DOCUMENT PASSAGE >>

[start]

This is not a pretty sight. It is uglier when you are the claimant watching your attorney. It gets even worse when the claim must be allowed for your company to survive (or maybe just your hope for a bonus). It is not a pretty picture.

I was in bankruptcy court last week watching something almost that scary. Feeling sorry for the attorney came quite easily. We have all been in a similar situation at one time or another.

For some reason that may never be fully understood (even if it could be explained), the documents created at the time simply do not match one party's understanding of the deal. It could be that the customer name has changed many times (through acquisitions or simple name changes) and the credit department never updated the file. Perhaps the credit department was never told or it never did any follow-up work to confirm the customer information since its database was created. Or, it could be that the sales representative was more interested in booking a sale than getting clean documentation. At this point, it does not matter because you will bear the consequences of collecting the account or writing off a substantial receivable.

[end]

RECORDS SUPPLIED >>
[start]

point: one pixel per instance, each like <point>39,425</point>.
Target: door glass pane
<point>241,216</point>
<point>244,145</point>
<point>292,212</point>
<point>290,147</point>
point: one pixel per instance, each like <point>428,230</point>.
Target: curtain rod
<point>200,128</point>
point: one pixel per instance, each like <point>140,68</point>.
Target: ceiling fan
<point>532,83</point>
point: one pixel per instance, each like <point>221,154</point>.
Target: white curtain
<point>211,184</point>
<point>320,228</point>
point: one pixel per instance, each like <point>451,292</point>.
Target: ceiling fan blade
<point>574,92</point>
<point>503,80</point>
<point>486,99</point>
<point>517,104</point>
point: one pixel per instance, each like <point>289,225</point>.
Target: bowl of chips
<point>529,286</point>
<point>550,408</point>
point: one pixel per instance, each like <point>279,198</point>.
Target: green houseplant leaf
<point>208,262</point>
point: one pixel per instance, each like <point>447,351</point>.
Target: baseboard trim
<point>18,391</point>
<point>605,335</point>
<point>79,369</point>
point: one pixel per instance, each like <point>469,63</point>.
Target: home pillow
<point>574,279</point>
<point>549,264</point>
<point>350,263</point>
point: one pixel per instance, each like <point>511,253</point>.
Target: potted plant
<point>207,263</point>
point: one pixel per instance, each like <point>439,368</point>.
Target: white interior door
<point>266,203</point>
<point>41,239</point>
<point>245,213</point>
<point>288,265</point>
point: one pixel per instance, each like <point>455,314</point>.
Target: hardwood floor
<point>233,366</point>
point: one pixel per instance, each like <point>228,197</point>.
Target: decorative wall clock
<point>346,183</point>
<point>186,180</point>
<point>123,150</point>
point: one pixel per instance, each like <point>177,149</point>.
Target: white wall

[end]

WHAT YOU ARE ASKED TO DO >> In the passage about bankruptcy claims, where was the writer last week? The rows come from a different source than the passage.

ANSWER TO THE PROBLEM >> In bankruptcy court.